■ ZU LÖSENDE AUFGABEN:
[1] Übernimm aus dem Textauszug den Abschnitt von "Tatsächlich habe sich" bis "Gästen bespielt worden." wortgetreu.
[2] Wie viele Spielapparate wurden laut Textauszug an der besagten Adresse festgestellt?
═════ TEXTAUSZUG
Im Rahmen zweier Begehungen durch den Erhebungs- und Vollstreckungsdienst der belangten Behörde am wurde laut entsprechendem Schreiben dieses Dienstes vom (Akt Blatt 11) das Lokal verschlossen aufgefunden und den Amtsorganen trotz mehrmaligen Läutens nicht geöffnet.

Mit Schreiben vom (Akt Blatt 16) forderte die belangte Behörde die Beschwerdeführerin (in der Folge: Bf.) zur Stellungnahme auf. Es seien an besagter Adresse fünf Spielapparate festgestellt worden, jedoch keine entsprechenden Abgaben entrichtet worden.

Am erfolgte die Zeugeneinvernahme der Person, die den Besuch des Lokals am und am durchgeführt hat (Akt Blatt 29). Der Zeuge gab, nachdem er auf seine Verpflichtung, die Wahrheit anzugeben hingewiesen worden ist, an, dass sich das Lokal an der Adresse ***1*** befinde. Dass in dem Bericht (Akt Blätter 2 bis 10) eine falsche Hausnummer angegeben sei, sei auf das Überschreiben eines älteren Berichts zurückzuführen. Das Gleiche gelte für das durchgeführte Probespiel.

Tatsächlich habe sich der Besuch folgendermaßen abgespielt: Durch einen zentral nach hinten versetzten Eingangsbereich komme man zur rechts gelegenen Eingangstüre, die elektronisch geöffnet worden sei. Links nach dem Eintritt habe sich ein Geldeingabeautomat für die Terminals befunden.

Die zwei Geräte der Type ACT/Memory Skill seien im hinteren Bereich des Lokals, die drei anderen Terminals unmittelbar nach dem Eintritt rechts gewesen.

An beiden Begehungstagen seinen zu seiner Ankunft die Terminals von Gästen bespielt worden.

Er habe am an einem der beiden Geräte der Type ACT/Memory Skill das Testspiel "***5***" und am an einem der beiden Geräte der Type ACT/Memory Skill das Testspiel "***4***" mit einem am Spielapparat eingezahlten Guthaben von 30 Euro und einem Einsatz von 30 Cent durchgeführt und dies mit Fotos dokumentiert. Es handle sich dabei um ein virtuelles Walzenspiel, dessen Ausgang mittels des Apparates nicht beeinflusst werden könne. An beiden Tagen seien ihm am Auszahlungsgerät (platziert zwischen den beiden Geräten) 10 Euro ausbezahlt worden.
══════════
═════ BEREITGESTELLTES MATERIAL
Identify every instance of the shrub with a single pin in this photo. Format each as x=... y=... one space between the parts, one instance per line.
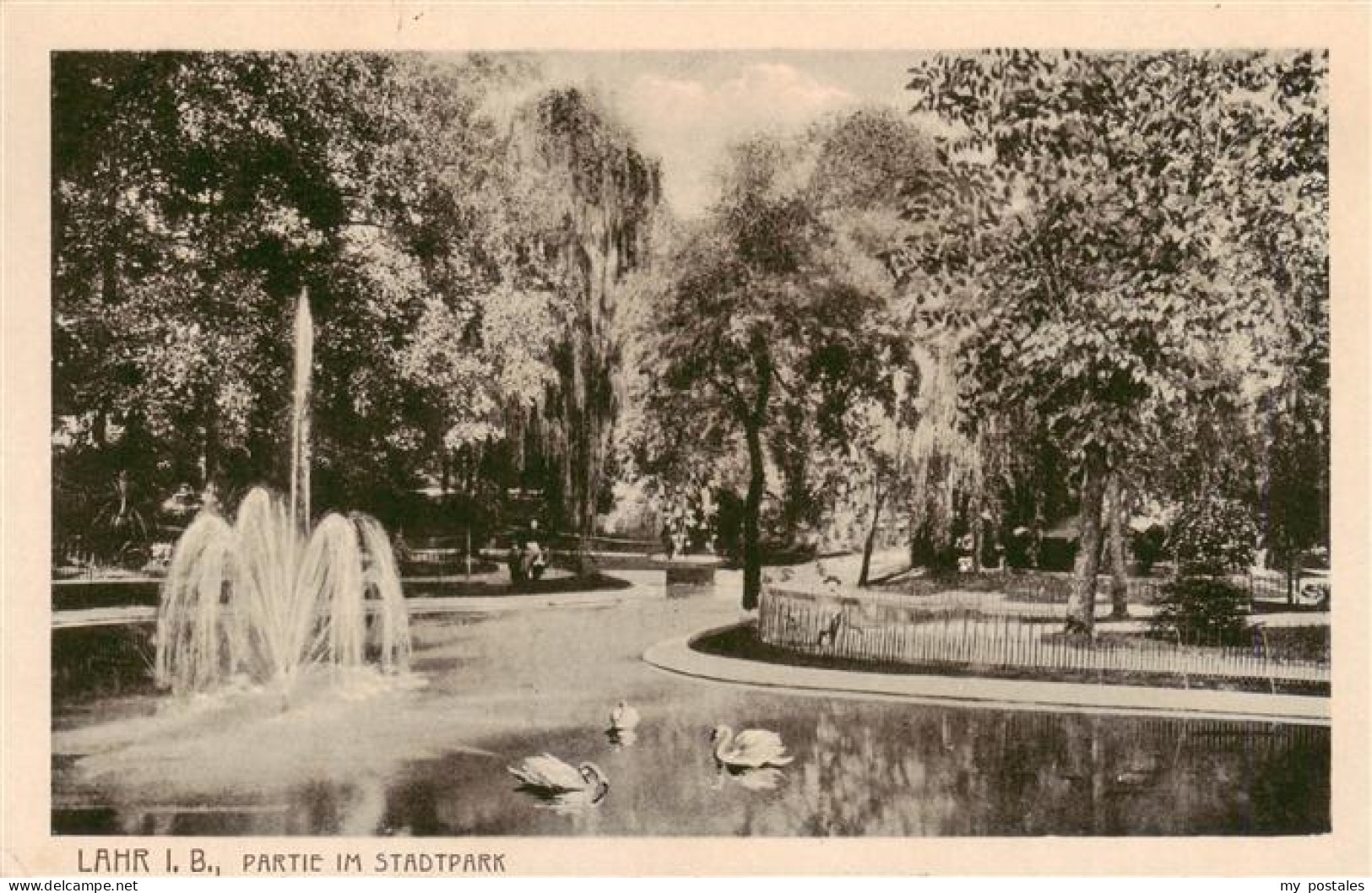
x=1202 y=611
x=1212 y=537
══════════
■ ANTWORTEN JE AUFGABE:
[1]
Tatsächlich habe sich der Besuch folgendermaßen abgespielt: Durch einen zentral nach hinten versetzten Eingangsbereich komme man zur rechts gelegenen Eingangstüre, die elektronisch geöffnet worden sei. Links nach dem Eintritt habe sich ein Geldeingabeautomat für die Terminals befunden.

Die zwei Geräte der Type ACT/Memory Skill seien im hinteren Bereich des Lokals, die drei anderen Terminals unmittelbar nach dem Eintritt rechts gewesen.

An beiden Begehungstagen seinen zu seiner Ankunft die Terminals von Gästen bespielt worden.

[2] Fünf Spielapparate.